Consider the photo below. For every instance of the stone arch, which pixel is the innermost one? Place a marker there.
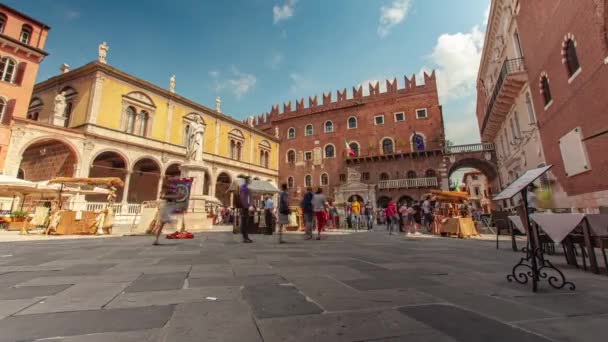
(109, 163)
(145, 180)
(45, 159)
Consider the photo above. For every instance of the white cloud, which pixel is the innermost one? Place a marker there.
(281, 13)
(392, 15)
(239, 83)
(456, 57)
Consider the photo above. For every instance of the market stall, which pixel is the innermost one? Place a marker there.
(452, 216)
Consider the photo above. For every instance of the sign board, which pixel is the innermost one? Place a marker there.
(179, 187)
(521, 183)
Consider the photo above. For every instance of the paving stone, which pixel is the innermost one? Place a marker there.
(356, 326)
(569, 304)
(489, 306)
(12, 306)
(31, 291)
(32, 327)
(278, 301)
(87, 296)
(200, 294)
(212, 322)
(571, 329)
(464, 325)
(158, 282)
(151, 335)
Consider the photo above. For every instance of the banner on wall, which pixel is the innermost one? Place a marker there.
(180, 188)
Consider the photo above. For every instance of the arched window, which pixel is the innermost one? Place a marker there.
(143, 123)
(330, 151)
(186, 135)
(355, 148)
(545, 90)
(308, 181)
(2, 108)
(7, 69)
(2, 22)
(571, 58)
(387, 146)
(324, 179)
(291, 157)
(130, 120)
(352, 122)
(67, 114)
(308, 130)
(26, 34)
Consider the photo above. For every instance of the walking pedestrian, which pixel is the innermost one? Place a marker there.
(319, 203)
(283, 211)
(307, 213)
(355, 208)
(247, 209)
(391, 213)
(269, 214)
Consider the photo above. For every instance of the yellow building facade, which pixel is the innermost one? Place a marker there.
(97, 121)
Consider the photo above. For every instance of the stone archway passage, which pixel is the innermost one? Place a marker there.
(143, 185)
(108, 164)
(221, 188)
(48, 159)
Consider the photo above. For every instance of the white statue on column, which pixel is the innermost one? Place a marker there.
(195, 141)
(172, 84)
(60, 104)
(103, 52)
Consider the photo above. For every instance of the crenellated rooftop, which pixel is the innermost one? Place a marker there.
(342, 100)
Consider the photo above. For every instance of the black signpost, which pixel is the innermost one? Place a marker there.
(533, 267)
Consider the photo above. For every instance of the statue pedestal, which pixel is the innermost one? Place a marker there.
(196, 216)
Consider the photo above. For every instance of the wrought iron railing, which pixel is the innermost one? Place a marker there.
(483, 147)
(510, 66)
(408, 183)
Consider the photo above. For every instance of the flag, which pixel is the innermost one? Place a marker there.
(349, 150)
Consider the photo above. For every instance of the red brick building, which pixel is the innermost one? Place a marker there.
(565, 44)
(397, 138)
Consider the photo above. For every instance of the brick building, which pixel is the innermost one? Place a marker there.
(396, 136)
(22, 42)
(565, 44)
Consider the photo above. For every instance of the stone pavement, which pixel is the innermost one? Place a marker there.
(359, 287)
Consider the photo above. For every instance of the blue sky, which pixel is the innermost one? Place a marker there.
(255, 53)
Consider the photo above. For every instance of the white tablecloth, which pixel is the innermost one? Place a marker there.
(557, 226)
(518, 223)
(598, 224)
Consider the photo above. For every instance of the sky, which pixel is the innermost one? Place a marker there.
(256, 53)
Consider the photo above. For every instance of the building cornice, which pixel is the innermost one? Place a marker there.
(96, 66)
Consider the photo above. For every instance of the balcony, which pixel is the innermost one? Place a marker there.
(511, 80)
(408, 183)
(483, 147)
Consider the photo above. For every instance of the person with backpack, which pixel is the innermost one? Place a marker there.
(307, 212)
(246, 207)
(283, 220)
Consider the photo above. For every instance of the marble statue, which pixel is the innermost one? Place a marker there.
(60, 104)
(172, 84)
(195, 141)
(103, 52)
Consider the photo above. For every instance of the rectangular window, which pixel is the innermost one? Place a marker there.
(379, 120)
(421, 113)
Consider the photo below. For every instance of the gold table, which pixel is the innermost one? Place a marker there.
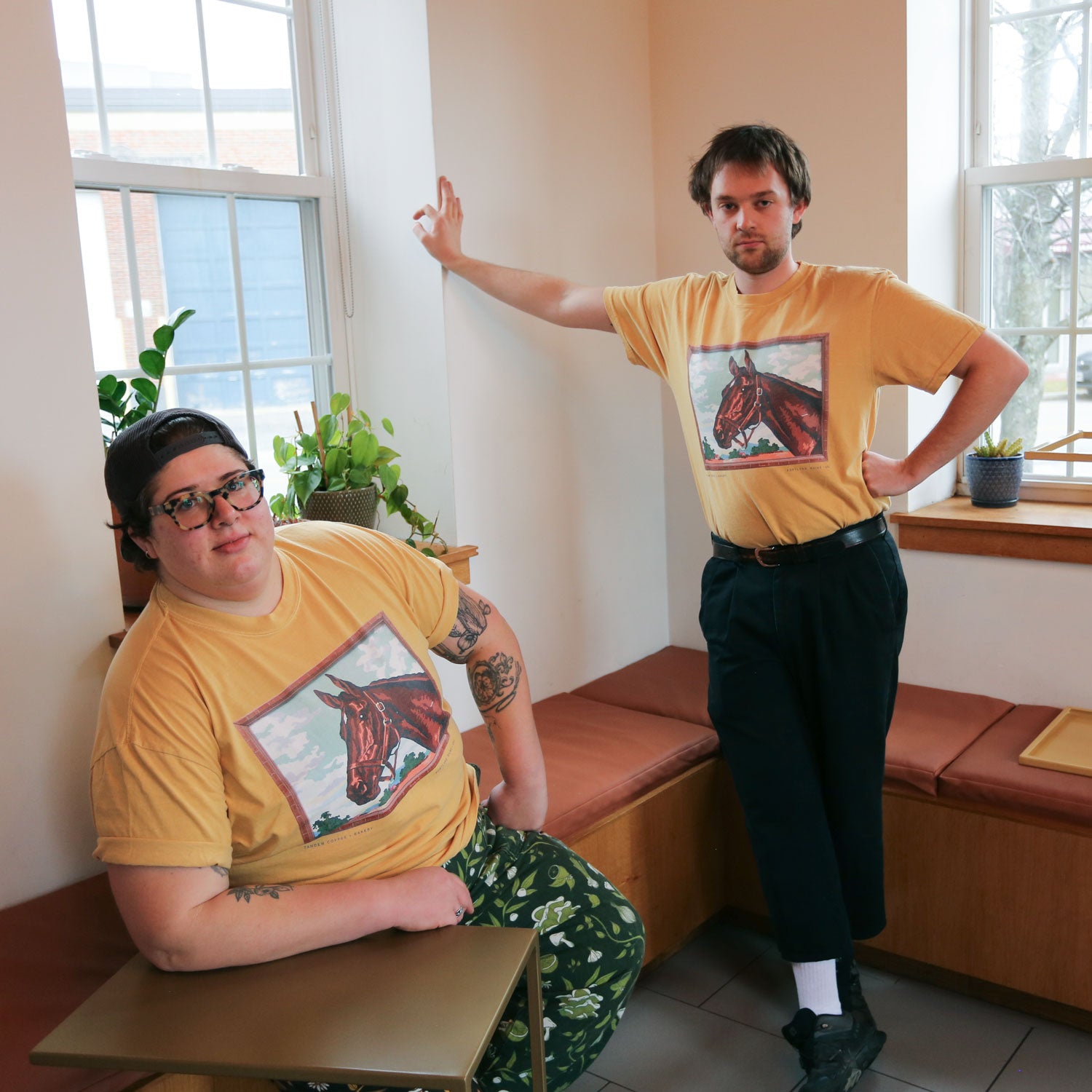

§ What needs to be done:
Determine how many lines of the data above contain the word "stone", and give only that number.

§ Reply to the exercise:
4